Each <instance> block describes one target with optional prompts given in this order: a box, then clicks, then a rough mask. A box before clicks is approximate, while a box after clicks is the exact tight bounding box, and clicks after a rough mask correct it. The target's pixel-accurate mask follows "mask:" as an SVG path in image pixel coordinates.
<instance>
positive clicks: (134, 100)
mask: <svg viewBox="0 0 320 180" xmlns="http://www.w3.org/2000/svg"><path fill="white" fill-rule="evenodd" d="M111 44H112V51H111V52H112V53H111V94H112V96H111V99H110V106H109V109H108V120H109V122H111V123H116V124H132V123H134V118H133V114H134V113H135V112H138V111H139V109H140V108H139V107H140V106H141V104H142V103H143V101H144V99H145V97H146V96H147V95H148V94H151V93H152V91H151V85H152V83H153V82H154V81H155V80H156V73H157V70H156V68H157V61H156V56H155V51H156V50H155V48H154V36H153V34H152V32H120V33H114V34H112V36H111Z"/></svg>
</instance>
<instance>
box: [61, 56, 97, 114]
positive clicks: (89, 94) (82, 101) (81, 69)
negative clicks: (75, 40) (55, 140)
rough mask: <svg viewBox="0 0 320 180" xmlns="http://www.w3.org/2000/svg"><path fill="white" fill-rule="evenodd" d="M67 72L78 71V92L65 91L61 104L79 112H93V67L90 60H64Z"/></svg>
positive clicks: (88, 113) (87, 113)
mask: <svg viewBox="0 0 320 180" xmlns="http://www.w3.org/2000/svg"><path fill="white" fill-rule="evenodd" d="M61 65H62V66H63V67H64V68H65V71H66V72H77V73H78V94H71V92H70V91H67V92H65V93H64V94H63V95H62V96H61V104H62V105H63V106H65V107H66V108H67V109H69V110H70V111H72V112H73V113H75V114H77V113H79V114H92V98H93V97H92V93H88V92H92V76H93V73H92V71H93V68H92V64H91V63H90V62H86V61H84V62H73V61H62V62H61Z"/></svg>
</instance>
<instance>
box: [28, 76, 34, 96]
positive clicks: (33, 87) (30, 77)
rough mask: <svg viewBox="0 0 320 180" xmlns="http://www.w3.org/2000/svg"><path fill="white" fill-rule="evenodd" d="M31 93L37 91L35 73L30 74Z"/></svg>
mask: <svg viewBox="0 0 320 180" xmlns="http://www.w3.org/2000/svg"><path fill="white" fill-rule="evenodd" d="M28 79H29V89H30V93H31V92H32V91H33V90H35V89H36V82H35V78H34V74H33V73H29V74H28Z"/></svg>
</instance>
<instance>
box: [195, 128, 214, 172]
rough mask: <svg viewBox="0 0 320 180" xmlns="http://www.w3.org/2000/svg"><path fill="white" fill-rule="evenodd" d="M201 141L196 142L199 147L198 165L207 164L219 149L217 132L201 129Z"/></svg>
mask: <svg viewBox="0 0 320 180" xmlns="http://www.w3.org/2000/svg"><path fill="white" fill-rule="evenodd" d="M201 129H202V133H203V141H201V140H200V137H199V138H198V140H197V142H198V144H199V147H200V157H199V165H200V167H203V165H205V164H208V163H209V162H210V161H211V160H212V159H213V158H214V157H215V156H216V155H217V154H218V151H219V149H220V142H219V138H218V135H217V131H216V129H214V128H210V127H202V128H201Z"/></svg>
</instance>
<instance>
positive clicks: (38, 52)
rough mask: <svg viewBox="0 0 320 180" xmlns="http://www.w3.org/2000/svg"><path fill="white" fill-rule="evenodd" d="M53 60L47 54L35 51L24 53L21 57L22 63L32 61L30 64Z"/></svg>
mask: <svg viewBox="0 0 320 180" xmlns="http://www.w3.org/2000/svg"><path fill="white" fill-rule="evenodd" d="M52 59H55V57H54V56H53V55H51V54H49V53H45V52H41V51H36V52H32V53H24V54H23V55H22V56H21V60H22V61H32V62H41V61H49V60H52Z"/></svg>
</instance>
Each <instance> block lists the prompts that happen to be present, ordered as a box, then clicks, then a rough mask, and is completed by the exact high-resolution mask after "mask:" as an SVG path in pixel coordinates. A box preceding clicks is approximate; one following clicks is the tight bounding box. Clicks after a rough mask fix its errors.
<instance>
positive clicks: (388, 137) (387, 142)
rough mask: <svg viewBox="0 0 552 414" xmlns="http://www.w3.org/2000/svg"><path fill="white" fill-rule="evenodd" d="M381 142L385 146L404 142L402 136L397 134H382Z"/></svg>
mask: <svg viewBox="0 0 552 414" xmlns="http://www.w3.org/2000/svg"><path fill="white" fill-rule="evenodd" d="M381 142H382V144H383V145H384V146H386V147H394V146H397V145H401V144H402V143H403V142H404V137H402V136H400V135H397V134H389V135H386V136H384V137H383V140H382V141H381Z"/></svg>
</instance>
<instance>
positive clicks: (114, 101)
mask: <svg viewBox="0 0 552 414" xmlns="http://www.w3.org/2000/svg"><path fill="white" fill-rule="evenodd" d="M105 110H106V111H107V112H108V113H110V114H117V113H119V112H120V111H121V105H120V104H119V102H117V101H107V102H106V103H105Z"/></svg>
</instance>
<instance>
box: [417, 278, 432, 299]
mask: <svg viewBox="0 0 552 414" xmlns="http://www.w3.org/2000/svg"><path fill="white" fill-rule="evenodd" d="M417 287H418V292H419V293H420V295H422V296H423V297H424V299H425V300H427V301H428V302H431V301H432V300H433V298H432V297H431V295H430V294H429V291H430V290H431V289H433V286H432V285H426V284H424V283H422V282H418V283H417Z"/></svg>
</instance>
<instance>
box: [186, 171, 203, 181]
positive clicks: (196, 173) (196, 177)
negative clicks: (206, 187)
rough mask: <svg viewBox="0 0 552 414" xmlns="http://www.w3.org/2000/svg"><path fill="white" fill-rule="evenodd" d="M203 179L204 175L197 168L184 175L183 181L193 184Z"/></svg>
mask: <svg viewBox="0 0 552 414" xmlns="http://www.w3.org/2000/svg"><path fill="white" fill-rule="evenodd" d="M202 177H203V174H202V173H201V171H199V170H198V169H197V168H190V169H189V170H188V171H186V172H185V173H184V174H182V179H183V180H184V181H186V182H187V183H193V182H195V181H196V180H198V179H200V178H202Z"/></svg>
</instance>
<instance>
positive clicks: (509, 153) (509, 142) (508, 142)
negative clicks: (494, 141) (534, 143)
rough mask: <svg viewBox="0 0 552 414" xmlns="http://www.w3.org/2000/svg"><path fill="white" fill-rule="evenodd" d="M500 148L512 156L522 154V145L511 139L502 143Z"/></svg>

****

**Prompt:** Write out each entry exactly, and omit nothing.

**Exercise response:**
Each <instance> block describes one target with optional prompts given in this order: a box, then clicks, then a rough mask. A box before clicks is approximate, while a box after clicks is the exact tight bounding box, and clicks after a rough mask correct it. The target's pixel-accurate mask follows "mask:" as an SVG path in image pixel coordinates.
<instance>
positive clicks: (134, 100)
mask: <svg viewBox="0 0 320 180" xmlns="http://www.w3.org/2000/svg"><path fill="white" fill-rule="evenodd" d="M111 44H112V51H111V52H112V53H111V94H112V96H111V99H110V106H109V109H108V120H109V122H111V123H116V124H132V123H134V118H133V114H134V113H135V112H138V111H139V109H140V108H139V107H140V106H141V104H142V103H143V101H144V99H145V97H146V96H147V95H148V94H151V93H152V91H151V85H152V83H153V82H154V81H155V80H156V73H157V70H156V68H157V61H156V56H155V51H156V50H155V48H154V36H153V34H152V32H120V33H114V34H112V36H111Z"/></svg>
</instance>
<instance>
box: [61, 56, 97, 114]
positive clicks: (89, 94) (82, 101) (81, 69)
negative clicks: (75, 40) (55, 140)
rough mask: <svg viewBox="0 0 320 180" xmlns="http://www.w3.org/2000/svg"><path fill="white" fill-rule="evenodd" d="M67 72L78 71V92L65 91L61 104L79 112H93V67L90 60H64Z"/></svg>
positive clicks: (88, 113) (87, 113)
mask: <svg viewBox="0 0 320 180" xmlns="http://www.w3.org/2000/svg"><path fill="white" fill-rule="evenodd" d="M61 65H62V66H63V67H64V68H65V71H66V72H77V73H78V94H71V92H70V91H67V92H65V93H64V94H63V95H62V96H61V104H62V105H63V106H65V107H66V108H67V109H69V110H70V111H72V112H73V113H75V114H77V113H79V114H92V98H93V97H92V93H88V92H92V76H93V73H92V71H93V68H92V64H91V63H90V62H86V61H84V62H73V61H62V62H61Z"/></svg>
</instance>
<instance>
box: [28, 76, 34, 96]
positive clicks: (33, 87) (30, 77)
rough mask: <svg viewBox="0 0 320 180" xmlns="http://www.w3.org/2000/svg"><path fill="white" fill-rule="evenodd" d="M31 93L37 91L35 73L30 74Z"/></svg>
mask: <svg viewBox="0 0 320 180" xmlns="http://www.w3.org/2000/svg"><path fill="white" fill-rule="evenodd" d="M28 79H29V89H30V93H31V92H32V91H33V90H35V89H36V82H35V78H34V74H33V73H29V74H28Z"/></svg>
</instance>
<instance>
box: [195, 128, 214, 172]
rough mask: <svg viewBox="0 0 320 180" xmlns="http://www.w3.org/2000/svg"><path fill="white" fill-rule="evenodd" d="M201 141L196 142L199 147L198 165L207 164L219 149L217 132L201 129Z"/></svg>
mask: <svg viewBox="0 0 320 180" xmlns="http://www.w3.org/2000/svg"><path fill="white" fill-rule="evenodd" d="M201 129H202V133H203V141H201V140H200V137H199V138H198V140H197V142H198V144H199V147H200V157H199V165H200V167H203V165H205V164H208V163H209V162H210V161H211V160H212V159H213V158H214V157H215V156H216V155H217V154H218V151H219V149H220V142H219V138H218V135H217V131H216V129H214V128H210V127H202V128H201Z"/></svg>
</instance>
<instance>
positive clicks: (38, 52)
rough mask: <svg viewBox="0 0 320 180" xmlns="http://www.w3.org/2000/svg"><path fill="white" fill-rule="evenodd" d="M53 60L47 54L35 51L24 53L21 57L22 63L32 61L30 64Z"/></svg>
mask: <svg viewBox="0 0 320 180" xmlns="http://www.w3.org/2000/svg"><path fill="white" fill-rule="evenodd" d="M52 59H55V57H54V56H53V55H51V54H49V53H45V52H41V51H36V52H32V53H24V54H23V55H22V56H21V60H22V61H32V62H41V61H49V60H52Z"/></svg>
</instance>
Each <instance> block lists the prompts that happen to be present, ordered as a box, then clicks, then a rough mask, and is completed by the exact high-resolution mask after "mask:" as an SVG path in pixel coordinates. A box preceding clicks is approximate; one following clicks is the tight bounding box. Clicks after a rough mask fix its errors.
<instance>
positive clicks: (388, 137) (387, 142)
rough mask: <svg viewBox="0 0 552 414" xmlns="http://www.w3.org/2000/svg"><path fill="white" fill-rule="evenodd" d="M381 142L385 146L404 142L402 136L397 134H382Z"/></svg>
mask: <svg viewBox="0 0 552 414" xmlns="http://www.w3.org/2000/svg"><path fill="white" fill-rule="evenodd" d="M381 142H382V144H383V145H384V146H386V147H394V146H397V145H401V144H402V143H403V142H404V137H402V136H400V135H397V134H389V135H386V136H384V137H383V140H382V141H381Z"/></svg>
</instance>
<instance>
positive clicks: (114, 101)
mask: <svg viewBox="0 0 552 414" xmlns="http://www.w3.org/2000/svg"><path fill="white" fill-rule="evenodd" d="M105 110H106V111H107V112H108V113H110V114H117V113H119V112H120V111H121V105H120V104H119V102H117V101H107V102H106V103H105Z"/></svg>
</instance>
<instance>
box: [417, 278, 432, 299]
mask: <svg viewBox="0 0 552 414" xmlns="http://www.w3.org/2000/svg"><path fill="white" fill-rule="evenodd" d="M417 287H418V292H419V293H420V295H422V296H423V297H424V299H425V300H427V301H428V302H431V301H432V300H433V298H432V297H431V295H430V294H429V291H430V290H431V289H433V286H432V285H426V284H424V283H422V282H418V283H417Z"/></svg>
</instance>
<instance>
box: [186, 171, 203, 181]
positive clicks: (196, 173) (196, 177)
negative clicks: (206, 187)
rough mask: <svg viewBox="0 0 552 414" xmlns="http://www.w3.org/2000/svg"><path fill="white" fill-rule="evenodd" d="M203 179L204 175L197 168L184 175L183 181L193 184Z"/></svg>
mask: <svg viewBox="0 0 552 414" xmlns="http://www.w3.org/2000/svg"><path fill="white" fill-rule="evenodd" d="M202 177H203V174H202V173H201V171H199V170H198V169H197V168H190V169H189V170H188V171H186V172H185V173H184V174H182V179H183V180H184V181H186V182H187V183H193V182H195V181H196V180H198V179H200V178H202Z"/></svg>
</instance>
<instance>
positive clicks: (509, 153) (509, 142) (508, 142)
negative clicks: (494, 141) (534, 143)
rough mask: <svg viewBox="0 0 552 414" xmlns="http://www.w3.org/2000/svg"><path fill="white" fill-rule="evenodd" d="M500 148L512 156L522 154V145L511 139L502 143Z"/></svg>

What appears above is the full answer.